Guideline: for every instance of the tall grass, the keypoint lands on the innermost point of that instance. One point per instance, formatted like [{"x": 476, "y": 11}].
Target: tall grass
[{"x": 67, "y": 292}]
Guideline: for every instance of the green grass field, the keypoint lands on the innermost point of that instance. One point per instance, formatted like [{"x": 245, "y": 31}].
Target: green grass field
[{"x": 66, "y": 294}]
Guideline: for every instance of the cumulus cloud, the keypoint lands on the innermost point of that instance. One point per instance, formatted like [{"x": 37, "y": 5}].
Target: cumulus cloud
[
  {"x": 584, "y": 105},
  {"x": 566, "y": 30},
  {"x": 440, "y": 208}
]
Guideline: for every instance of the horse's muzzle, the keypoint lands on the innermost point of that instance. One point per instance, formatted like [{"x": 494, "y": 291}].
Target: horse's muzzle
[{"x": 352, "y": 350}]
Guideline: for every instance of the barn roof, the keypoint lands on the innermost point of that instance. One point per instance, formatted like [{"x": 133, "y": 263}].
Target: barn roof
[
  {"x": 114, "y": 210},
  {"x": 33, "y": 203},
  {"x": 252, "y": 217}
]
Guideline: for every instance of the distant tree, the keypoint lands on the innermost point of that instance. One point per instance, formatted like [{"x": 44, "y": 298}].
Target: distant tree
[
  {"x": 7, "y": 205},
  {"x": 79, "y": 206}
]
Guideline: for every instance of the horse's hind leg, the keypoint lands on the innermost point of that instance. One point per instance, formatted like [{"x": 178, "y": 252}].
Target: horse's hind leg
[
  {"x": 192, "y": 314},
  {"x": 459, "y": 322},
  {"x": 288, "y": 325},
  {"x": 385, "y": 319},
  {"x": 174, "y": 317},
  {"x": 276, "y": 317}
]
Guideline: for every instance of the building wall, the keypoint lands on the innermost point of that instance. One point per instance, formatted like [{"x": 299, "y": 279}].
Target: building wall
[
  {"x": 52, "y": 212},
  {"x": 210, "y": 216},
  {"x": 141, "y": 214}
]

PROBLEM REQUIREMENTS: Could you repeat all of the lines above word for word?

WRITTEN ANSWER:
Guideline: for every instance of the tall grass, the keypoint lands on the innermost point of that instance. One point per instance, formatted like [{"x": 476, "y": 11}].
Target: tall grass
[{"x": 67, "y": 292}]
Guideline: for every instance of the green grass field, the keypoint lands on the innermost point of that instance. One point per instance, formatted like [{"x": 245, "y": 31}].
Target: green grass field
[{"x": 66, "y": 294}]
Guideline: for every instance of the cumulus cloud, the keypoint lands on the innermost point of that instance. One point per instance, formatted like [{"x": 37, "y": 5}].
Target: cumulus cloud
[
  {"x": 584, "y": 105},
  {"x": 566, "y": 30},
  {"x": 440, "y": 208}
]
Guideline: for every instance of the horse's muzzle, the keypoint lands on the innermost point of that instance. One point per instance, formatted like [{"x": 494, "y": 291}].
Target: horse's muzzle
[{"x": 352, "y": 350}]
Guideline: for every instance of the barn roof, the keypoint lands on the innermost point of that instance. One point per instance, formatted like [{"x": 133, "y": 263}].
Target: barn roof
[
  {"x": 114, "y": 210},
  {"x": 33, "y": 203},
  {"x": 252, "y": 217}
]
Guideline: for every instance of the distant tree, the keypoint lands on the innermost point of that instance. One point per instance, formatted like [{"x": 44, "y": 298}].
Target: distant tree
[
  {"x": 7, "y": 205},
  {"x": 79, "y": 206}
]
Guideline: for every instance of the horse's hind leg, the keypoint lands on the innermost point of that instance. One point per instance, formatted like [{"x": 178, "y": 252}].
Target: horse's hind leg
[
  {"x": 192, "y": 314},
  {"x": 459, "y": 322},
  {"x": 288, "y": 325},
  {"x": 385, "y": 319},
  {"x": 174, "y": 317},
  {"x": 276, "y": 317}
]
Guideline: for every instance of the building wall, the keypoint lands on the innermost point of that instance. One point per instance, formatted like [{"x": 299, "y": 279}].
Target: building wall
[
  {"x": 52, "y": 212},
  {"x": 210, "y": 216},
  {"x": 141, "y": 214}
]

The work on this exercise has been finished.